Task list:
• a. Check each statement against the blog post about interfaith dialogue, and give yes or no with the exact words that decide it. (i) The writer brought visitors from the Muslim and Jewish communities to the grief class. (ii) The documentary focused on dialogue between Baptists and Catholics. (iii) The writer holds that genuine dialogue requires giving up part of who you are.
• b. Repeat the passage of the blog post about interfaith dialogue that begins at the words "Sunday, January 10, 2010" and stops after "tell us anything.".
• c. Pick up the blog post about interfaith dialogue after its last sentence and keep writing it.

Passage provided:

────────────────

Sunday, January 10, 2010

Arrogance Will Get You Nowhere

Several years ago I was asked to lead a class at my church on grief. As part of the class, I had visitors from the Muslim and Jewish communities come on different nights and talk about how each of those traditions cares for those who are grieving. I love the way that care for those who are grieving is built into the regular worship at Jewish temples and synagogues and I thought we might could learn from this and other aspects of others' faith practices. Later I was criticized by one participant who said we didn't need those "foreigners" to come to our church to tell us anything.

Today I watched the ABC Documentary "Different Books, Common Word" that highlighted the dialogue between Baptists and Muslims in various parts of the United States. The program highlighted how several different people found themselves with the opportunity to interact with a person from another faith group and learned something about the common humanity of the other. So many times in church, I hear more of the "We are right and 'they' are wrong" kinds of rhetoric. Whether it is about religion, politics, race, gender or some other division, there seems to be a tendency to talk about those who are in and those who are out. Too often, what is called tolerance by such thinkers is the willingness to allow others the "right" to live life by their own cultural standards as long as "those people" know that "they" are in the minority and not in positions of power. There also seems to be an idea that if I truly enter a dialogue with someone who is different from me, I will have to give up something of who I am. This just simply is not true. In fact, dialogue that requires that a person give up a part of who they are lacks any potential for genuine connection. However, we do have to set aside our need to be right long enough to enter into the world of the other and try to see the world through their eyes.

────────────────

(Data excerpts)
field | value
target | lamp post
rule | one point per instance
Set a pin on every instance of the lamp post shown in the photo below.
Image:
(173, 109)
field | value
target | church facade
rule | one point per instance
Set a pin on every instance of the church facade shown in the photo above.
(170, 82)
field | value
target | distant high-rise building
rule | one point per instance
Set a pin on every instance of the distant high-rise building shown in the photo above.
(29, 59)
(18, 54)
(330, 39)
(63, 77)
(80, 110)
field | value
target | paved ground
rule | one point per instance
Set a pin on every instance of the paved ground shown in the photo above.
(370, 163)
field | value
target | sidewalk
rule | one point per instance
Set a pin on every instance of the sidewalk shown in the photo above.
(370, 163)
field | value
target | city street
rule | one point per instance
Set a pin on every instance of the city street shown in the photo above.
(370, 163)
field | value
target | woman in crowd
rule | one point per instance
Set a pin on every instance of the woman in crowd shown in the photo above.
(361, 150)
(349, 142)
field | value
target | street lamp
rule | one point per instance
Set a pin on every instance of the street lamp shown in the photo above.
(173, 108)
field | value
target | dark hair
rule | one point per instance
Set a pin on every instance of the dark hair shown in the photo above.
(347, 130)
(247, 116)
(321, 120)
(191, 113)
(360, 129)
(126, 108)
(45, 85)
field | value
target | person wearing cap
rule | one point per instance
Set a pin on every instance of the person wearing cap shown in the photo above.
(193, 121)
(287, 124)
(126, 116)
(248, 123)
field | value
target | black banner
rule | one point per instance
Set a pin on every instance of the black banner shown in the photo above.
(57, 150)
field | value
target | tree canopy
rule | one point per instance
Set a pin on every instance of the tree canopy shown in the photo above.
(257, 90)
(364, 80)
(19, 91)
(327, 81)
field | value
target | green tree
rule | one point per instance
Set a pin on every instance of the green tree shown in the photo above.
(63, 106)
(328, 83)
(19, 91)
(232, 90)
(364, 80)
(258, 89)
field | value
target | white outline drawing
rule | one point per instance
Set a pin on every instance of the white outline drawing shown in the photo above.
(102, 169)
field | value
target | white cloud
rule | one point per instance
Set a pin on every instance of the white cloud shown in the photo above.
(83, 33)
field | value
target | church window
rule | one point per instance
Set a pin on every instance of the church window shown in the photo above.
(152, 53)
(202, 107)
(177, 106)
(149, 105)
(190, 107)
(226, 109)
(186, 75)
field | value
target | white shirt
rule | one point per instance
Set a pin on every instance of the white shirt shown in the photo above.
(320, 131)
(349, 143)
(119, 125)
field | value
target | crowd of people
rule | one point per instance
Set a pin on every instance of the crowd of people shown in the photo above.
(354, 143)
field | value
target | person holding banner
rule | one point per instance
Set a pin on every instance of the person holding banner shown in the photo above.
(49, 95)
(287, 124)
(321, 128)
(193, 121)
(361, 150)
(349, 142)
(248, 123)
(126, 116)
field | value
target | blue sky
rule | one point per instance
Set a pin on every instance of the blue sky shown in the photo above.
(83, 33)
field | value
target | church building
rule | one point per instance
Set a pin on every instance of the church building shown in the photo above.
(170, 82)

────────────────

Task-by-task answers:
• a.
(i) Yes: "I had visitors from the Muslim and Jewish communities come on different nights"
(ii) No: "highlighted the dialogue between Baptists and Muslims"
(iii) No: "dialogue that requires that a person give up a part of who they are lacks any potential for genuine connection"

• b.
Sunday, January 10, 2010

Arrogance Will Get You Nowhere

Several years ago I was asked to lead a class at my church on grief. As part of the class, I had visitors from the Muslim and Jewish communities come on different nights and talk about how each of those traditions cares for those who are grieving. I love the way that care for those who are grieving is built into the regular worship at Jewish temples and synagogues and I thought we might could learn from this and other aspects of others' faith practices. Later I was criticized by one participant who said we didn't need those "foreigners" to come to our church to tell us anything.

• c.
This point has been portrayed beautifully in movies such as Dances with Wolves, The Last Samurai, and more recently, Avatar. If we just keep saying why we think we are right and why others or wrong, we never truly understand the other. (And this is true in world politics, marriages, and parenting.) In an encounter with another we may find something that changes us, or we may be reminded of why we believe as we do, but that cannot truly happen if we approach such conversations with arrogance. To a lesser extent, I have the privilege to practice this on a regular basis as I get to visit other congregations as part of my work. I have learned to appreciate the liturgy and practice of other Christian Churches. In each visit, I find things that I like and reasons to return to my own congregation. However, every encounter opens my eyes to new ways of doing things. For a couple of years I had regular lunches with my friend, A.J. Levine. A.J. is a Jewish woman who is also a professor of New Testament at Vanderbilt. I loved our conversations both about her faith and practice and her views on Christian faith and practice as she critiqued it through her studies of the New Testament. I have loved the rich conversations that I have had with those who are just across party lines from me or those that have different ethnic background. Each time I come away from a conversation with something I have learned and something that affirms a part of myself.

I do not understand the need to draw deep divides between people or those that express anger when they encounter views that are different than their own. In fact, if there is one place that I need to practice my own tolerance for others, it is for people who seem to demonstrate these types of rigid stances. As we learn what it is to love our neighbor as ourselves or as we truly try to embody the teachings of the "Good Samaritan", I think we have to learn to love - not tolerate or endure - others; others from different religions, countries, cultures, races and political parties. My life has been enriched as I try to overcome my own prejudices daily.